This part of the build was just not uploaded within the appropriate timeframe, that's all.  little behind guys!

The interior work came at a time when I was extremely busy with other business ventures.  Lots of the construction occurred within crunches 'for time' thus I simply snapped away with the photos and did not have the time to upload and blog during that busy time.  So here we are now!

As you recall from the earlier phases of construction, the entire camper is Nida Core honeycomb panels except for the rear wall.  (the reason why? i chose wood)

I insulated the rear wall with residential construction foam approximately 1" thick which will be wrapped with some form of paneling on the interior.

Black SJ cord fastened in place is a 5-6', 6 conductor pigtail plugged into 6 port receptacle feeding parking lights, left turn, right turn and brakes.  The fifth and sixth contact was chosen out of the receptacle to feed my rear backup light which is operated from a switch in the truck cab.

Placed horizontal strips of wooden reinforcement in this region where one's back would rest when sitting on the bench, to prevent bowing and damage to the thin wall paneling.

 Insulation going up in wall region where shower stall will be installed, notice the sloped seat in this region.  The seat was sloped to allow for water drainage when taking showers.
 Insulation in place in door before interior panel side was installed. Also can see some of the incipient stages of inlet power installation going on in the background.

** DATA FOR THE TASK **
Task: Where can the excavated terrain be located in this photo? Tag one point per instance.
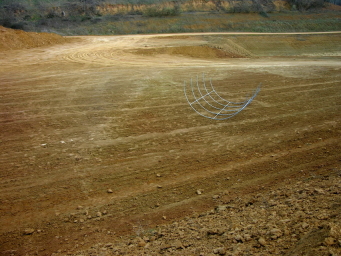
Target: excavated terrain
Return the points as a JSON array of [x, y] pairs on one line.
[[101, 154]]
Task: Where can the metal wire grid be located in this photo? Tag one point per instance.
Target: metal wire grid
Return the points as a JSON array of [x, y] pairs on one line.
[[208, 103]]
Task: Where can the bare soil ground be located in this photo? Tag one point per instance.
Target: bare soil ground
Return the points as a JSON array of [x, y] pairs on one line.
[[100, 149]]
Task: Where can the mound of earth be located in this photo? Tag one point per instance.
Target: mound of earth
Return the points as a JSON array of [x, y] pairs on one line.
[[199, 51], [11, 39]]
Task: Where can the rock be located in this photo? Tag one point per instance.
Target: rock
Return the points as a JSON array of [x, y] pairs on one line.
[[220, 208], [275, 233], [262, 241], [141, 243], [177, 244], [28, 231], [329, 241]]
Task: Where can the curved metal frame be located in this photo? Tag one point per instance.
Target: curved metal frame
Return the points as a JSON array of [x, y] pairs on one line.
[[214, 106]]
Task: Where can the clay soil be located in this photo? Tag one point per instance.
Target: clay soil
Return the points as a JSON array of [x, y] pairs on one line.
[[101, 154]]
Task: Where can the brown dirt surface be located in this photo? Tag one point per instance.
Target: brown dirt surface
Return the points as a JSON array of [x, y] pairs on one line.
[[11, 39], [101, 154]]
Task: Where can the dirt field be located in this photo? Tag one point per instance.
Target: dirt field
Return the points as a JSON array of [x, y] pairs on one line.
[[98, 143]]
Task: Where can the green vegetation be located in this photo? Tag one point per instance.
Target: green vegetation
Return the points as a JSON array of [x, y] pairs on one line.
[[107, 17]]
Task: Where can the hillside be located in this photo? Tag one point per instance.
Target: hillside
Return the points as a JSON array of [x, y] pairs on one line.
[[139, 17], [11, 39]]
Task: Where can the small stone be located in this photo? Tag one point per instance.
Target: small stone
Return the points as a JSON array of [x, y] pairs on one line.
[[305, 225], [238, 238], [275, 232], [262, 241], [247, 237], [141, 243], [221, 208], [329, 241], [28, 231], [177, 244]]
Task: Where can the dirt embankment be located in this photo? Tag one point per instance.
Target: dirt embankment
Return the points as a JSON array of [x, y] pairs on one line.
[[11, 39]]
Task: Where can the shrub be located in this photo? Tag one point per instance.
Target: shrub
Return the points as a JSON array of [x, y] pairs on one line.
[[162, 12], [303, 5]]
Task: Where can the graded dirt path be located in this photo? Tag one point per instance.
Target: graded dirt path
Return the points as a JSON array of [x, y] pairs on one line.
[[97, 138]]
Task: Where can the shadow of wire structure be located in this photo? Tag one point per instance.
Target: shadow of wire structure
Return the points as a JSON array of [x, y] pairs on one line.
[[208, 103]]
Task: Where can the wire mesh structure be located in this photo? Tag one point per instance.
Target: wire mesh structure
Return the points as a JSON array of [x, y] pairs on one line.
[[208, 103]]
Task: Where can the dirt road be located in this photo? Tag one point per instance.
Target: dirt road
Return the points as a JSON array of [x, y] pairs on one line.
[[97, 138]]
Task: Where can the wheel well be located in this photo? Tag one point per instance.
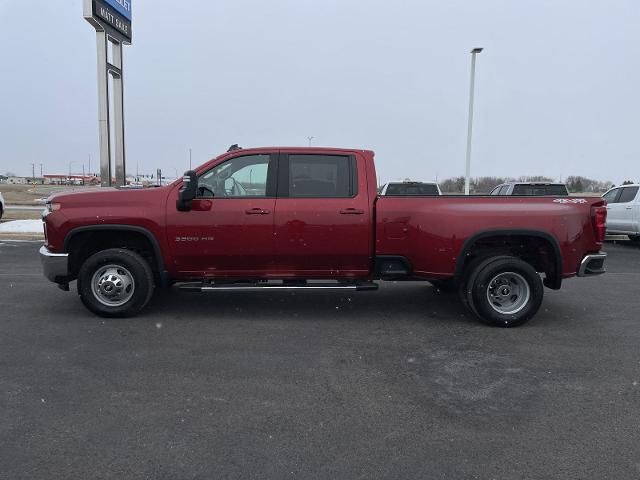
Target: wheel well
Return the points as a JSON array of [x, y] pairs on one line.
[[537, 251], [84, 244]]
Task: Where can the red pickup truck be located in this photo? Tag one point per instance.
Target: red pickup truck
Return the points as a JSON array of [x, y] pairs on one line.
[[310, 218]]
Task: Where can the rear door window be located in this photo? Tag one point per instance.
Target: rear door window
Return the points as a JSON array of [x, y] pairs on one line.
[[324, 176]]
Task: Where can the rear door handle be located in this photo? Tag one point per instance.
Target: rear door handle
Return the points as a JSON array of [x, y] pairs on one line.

** WRITTEN TASK 1 **
According to the camper build text, why were horizontal strips of wooden reinforcement placed in the area where one's back would rest on the bench?
** WRITTEN TASK 2 **
In the rows, copy out word for word the lines from the one containing "Task: Where can the mound" up to and including the one containing "[[199, 51], [11, 39]]".
The camper build text and the rows come from unrelated sources.

** OUTPUT 1 **
The strips were added where a person's back rests when sitting on the bench. They prevent the thin wall paneling there from bowing and being damaged.

** OUTPUT 2 **
Task: Where can the mound of earth be located in this photo? Tag one point per instance.
Target: mound of earth
Return the points as a JSON array of [x, y] pairs on one line.
[[199, 51], [11, 39]]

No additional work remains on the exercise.